**What to work on**
Convert the listing into a two-column CSV with the columns "prompt" and "reply", one row per entry. Put each entry's text and its answer in their own quoted fields, with line breaks replaced by spaces.

[Recorded data]
########################################

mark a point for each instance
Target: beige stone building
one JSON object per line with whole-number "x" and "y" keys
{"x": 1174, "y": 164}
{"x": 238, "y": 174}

########################################

**Solution to this exercise**
prompt,reply
"mark a point for each instance Target: beige stone building one JSON object per line with whole-number ""x"" and ""y"" keys","{""x"": 1174, ""y"": 164} {""x"": 238, ""y"": 174}"